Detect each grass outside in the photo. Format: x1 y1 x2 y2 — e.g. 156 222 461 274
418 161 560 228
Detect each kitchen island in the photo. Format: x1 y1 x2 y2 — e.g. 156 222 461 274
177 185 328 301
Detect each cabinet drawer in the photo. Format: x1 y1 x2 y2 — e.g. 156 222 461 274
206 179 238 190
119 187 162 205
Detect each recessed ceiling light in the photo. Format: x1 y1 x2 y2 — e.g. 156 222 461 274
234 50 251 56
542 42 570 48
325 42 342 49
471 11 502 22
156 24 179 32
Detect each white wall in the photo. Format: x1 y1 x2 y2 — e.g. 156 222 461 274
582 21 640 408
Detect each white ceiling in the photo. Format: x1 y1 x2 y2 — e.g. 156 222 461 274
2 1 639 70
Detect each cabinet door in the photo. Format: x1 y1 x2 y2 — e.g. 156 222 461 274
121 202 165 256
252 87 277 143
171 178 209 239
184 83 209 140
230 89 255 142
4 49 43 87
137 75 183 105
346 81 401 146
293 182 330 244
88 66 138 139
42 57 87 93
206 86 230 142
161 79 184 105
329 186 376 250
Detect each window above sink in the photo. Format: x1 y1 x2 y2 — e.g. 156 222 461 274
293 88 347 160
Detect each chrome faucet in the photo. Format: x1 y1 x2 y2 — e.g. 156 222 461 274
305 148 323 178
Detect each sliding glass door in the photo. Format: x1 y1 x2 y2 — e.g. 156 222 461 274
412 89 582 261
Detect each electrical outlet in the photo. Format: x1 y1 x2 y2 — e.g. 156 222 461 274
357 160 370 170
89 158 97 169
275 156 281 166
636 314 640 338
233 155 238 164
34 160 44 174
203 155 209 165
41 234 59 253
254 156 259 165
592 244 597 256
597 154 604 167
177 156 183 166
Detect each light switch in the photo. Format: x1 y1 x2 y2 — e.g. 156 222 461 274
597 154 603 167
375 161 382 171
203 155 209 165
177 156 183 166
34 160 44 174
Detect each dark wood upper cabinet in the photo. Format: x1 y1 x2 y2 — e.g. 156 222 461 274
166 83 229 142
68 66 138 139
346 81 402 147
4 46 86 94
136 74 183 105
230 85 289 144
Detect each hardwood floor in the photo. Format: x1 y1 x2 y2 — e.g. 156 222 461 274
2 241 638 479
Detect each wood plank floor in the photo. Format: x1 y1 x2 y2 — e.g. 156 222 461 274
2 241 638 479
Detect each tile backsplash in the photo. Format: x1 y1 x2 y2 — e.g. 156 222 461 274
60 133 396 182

══════════════════════════════

• Problem description: All records must be transcribed exactly, with none left out.

• Exercise answer:
Detect each grass outside in the photo. Format: x1 y1 x2 y2 — e.g. 156 222 461 274
418 161 560 228
Detect each kitchen island in the photo. Format: x1 y1 x2 y2 — e.g. 156 222 461 274
177 185 328 301
Detect each cabinet drawer in the photo. Format: x1 y1 x2 y2 — e.g. 156 222 461 274
206 179 238 190
119 187 162 205
Detect each recessed ceiling light in the photo. Format: x1 y1 x2 y2 — e.g. 156 222 461 274
234 50 251 56
542 42 570 48
325 42 342 49
471 11 502 22
156 24 179 32
Detect each white wall in the photo. Format: x1 y1 x2 y2 — e.g. 156 222 461 274
582 21 640 408
Detect each white ceiling in the photo. Format: x1 y1 x2 y2 — e.g. 156 222 461 274
2 1 639 70
Detect each cabinet door in the photo. Format: x1 y1 x2 y2 — e.g. 156 222 461 274
121 202 165 256
252 87 277 143
171 178 209 239
184 83 209 140
230 89 255 142
4 49 43 87
137 75 183 105
346 81 401 146
293 182 330 244
88 66 138 139
42 57 87 93
206 86 230 142
161 79 184 105
329 186 376 250
Detect each window above sink in the photo. Format: x1 y1 x2 y2 — e.g. 156 222 461 274
293 88 347 160
Detect each chrome faucet in the photo. Format: x1 y1 x2 y2 — e.g. 156 222 461 274
305 148 323 178
Detect each sliding glass door in the photo. Format: x1 y1 x2 y2 — e.g. 156 222 461 274
412 89 582 261
Detect each electrical outlet in the photo. Format: x1 y1 x2 y2 — e.g. 156 222 461 274
357 160 370 170
89 158 97 169
275 156 281 166
636 314 640 338
233 155 238 164
34 160 44 174
203 155 209 165
41 234 59 253
254 156 259 165
592 244 597 256
597 154 604 167
177 156 183 166
Detect each light switch in the photo. Format: x1 y1 x2 y2 — e.g. 156 222 461 274
597 154 603 167
375 161 382 171
203 155 209 165
177 156 183 166
34 160 44 174
Detect each dark wood upper cabinet in the photo. Format: x1 y1 x2 y2 — e.g. 156 222 461 274
166 83 229 142
68 66 138 139
346 81 402 147
4 46 86 94
136 74 183 105
230 85 289 144
Detect each hardwood floor in the photo. Format: x1 y1 x2 y2 — e.g. 156 222 461 274
2 241 638 479
Detect each wood plank floor in the photo. Format: x1 y1 x2 y2 — e.g. 156 222 461 274
2 241 638 479
Detect each tile backsplash in the photo. Format: x1 y1 x2 y2 — e.g. 156 222 461 274
60 133 396 182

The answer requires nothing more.